Modelling of surfactant-driven front instabilities in spreading bacterial colonies

TL;DR

This paper models how surfactant production and substrate wettability influence bacterial colony spreading and shape, explaining various growth patterns and instabilities through a hydrodynamic thin film approach.

Contribution

It introduces a hydrodynamic thin film model to analyze the impact of surfactant and wettability on bacterial colony morphology and growth patterns.

Findings

Reproduces four distinct colony growth types

Shows surfactant and wettability variations cause different instabilities

Explains finger formation and spreading arrest phenomena

Abstract

The spreading of bacterial colonies at solid-air interfaces is determined by the physico-chemical properties of the involved interfaces. The production of surfactant molecules by bacteria is a widespread strategy that allows the colony to efficiently expand over the substrate. On the one hand, surfactant molecules lower the surface tension of the colony, effectively increasing the wettability of the substrate, which facilitates spreading. On the other hand, gradients in the surface concentration of surfactant molecules result in Marangoni flows that drive spreading. These flows may cause an instability of the circular colony shape and the subsequent formation of fingers. In this work, we study the effect of bacterial surfactant production and substrate wettability on colony growth and shape within the framework of a hydrodynamic thin film model. We show that variations in the wettability and surfactant production are sufficient to reproduce four different types of colony growth, which have been described in the literature, namely, arrested and continuous spreading of circular colonies, slightly modulated front lines and the formation of pronounced fingers.

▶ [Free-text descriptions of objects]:
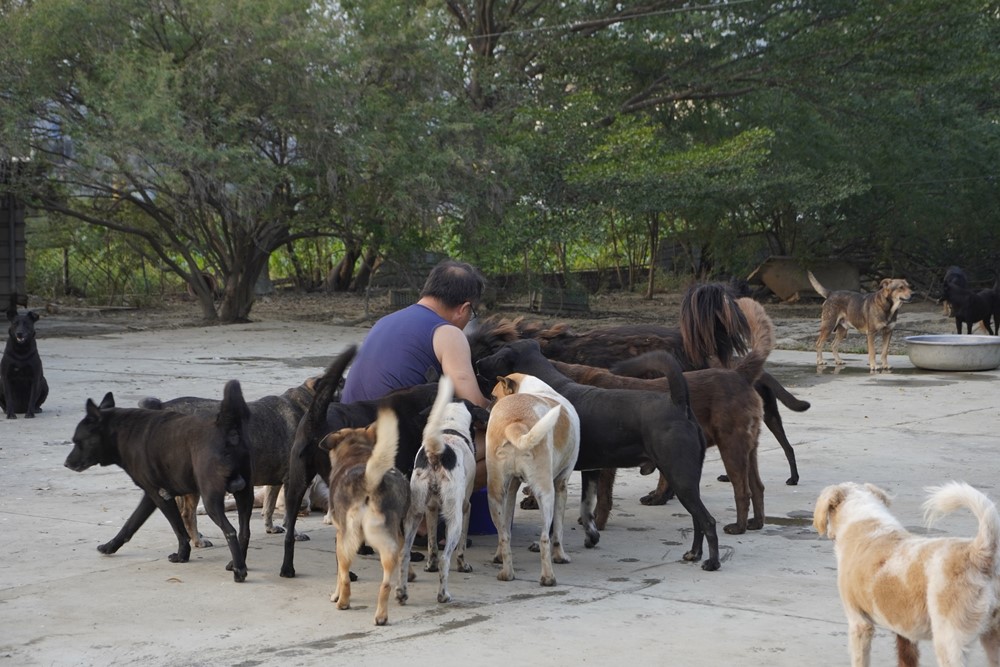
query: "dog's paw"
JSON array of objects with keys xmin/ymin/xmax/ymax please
[
  {"xmin": 701, "ymin": 558, "xmax": 719, "ymax": 572},
  {"xmin": 722, "ymin": 523, "xmax": 747, "ymax": 535}
]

▶ [WHAT IS EXPECTED]: According to the paper summary on bacterial colony spreading, what produces the Marangoni flows that drive spreading? These lines are separate material and not part of the paper summary.

▶ [SOLUTION TO THIS TASK]: Gradients in the surface concentration of surfactant molecules.